> [Opis zadania]:
Proszę zliczyć wiersze poniższych rekordów, które zawierają ciąg "target", z rozróżnianiem wielkości liter. Podaj wyłącznie liczbę.

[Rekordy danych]
□ □ □ □ □ □ □

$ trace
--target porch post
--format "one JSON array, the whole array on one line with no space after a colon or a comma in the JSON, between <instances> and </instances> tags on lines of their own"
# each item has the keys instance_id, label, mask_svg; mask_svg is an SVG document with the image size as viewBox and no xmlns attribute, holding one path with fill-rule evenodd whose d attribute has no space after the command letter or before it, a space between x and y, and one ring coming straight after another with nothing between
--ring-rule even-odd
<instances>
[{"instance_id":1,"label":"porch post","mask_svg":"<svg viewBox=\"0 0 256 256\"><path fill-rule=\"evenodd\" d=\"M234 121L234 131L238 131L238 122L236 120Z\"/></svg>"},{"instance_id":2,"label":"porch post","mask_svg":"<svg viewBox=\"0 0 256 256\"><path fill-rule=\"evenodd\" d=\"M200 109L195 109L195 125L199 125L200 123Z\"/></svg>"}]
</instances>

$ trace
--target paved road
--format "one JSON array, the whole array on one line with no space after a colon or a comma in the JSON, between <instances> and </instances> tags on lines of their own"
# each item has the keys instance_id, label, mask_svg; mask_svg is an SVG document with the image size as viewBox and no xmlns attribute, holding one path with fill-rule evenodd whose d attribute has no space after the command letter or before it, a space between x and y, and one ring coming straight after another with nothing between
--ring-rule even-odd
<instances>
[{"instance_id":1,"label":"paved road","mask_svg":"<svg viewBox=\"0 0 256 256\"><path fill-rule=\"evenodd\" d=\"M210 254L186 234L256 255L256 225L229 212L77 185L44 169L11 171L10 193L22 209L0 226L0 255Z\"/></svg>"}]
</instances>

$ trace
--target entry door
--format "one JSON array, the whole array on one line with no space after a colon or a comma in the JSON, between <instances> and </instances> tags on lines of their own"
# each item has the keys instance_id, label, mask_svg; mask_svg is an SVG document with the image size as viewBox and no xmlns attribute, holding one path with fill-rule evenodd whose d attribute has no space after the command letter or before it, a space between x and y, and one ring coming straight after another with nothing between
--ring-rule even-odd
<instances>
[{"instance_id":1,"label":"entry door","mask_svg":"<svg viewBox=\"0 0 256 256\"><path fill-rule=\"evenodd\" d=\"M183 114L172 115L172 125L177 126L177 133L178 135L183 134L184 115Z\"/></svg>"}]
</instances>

□ □ □ □ □ □ □

> [Wynik poniżej]:
3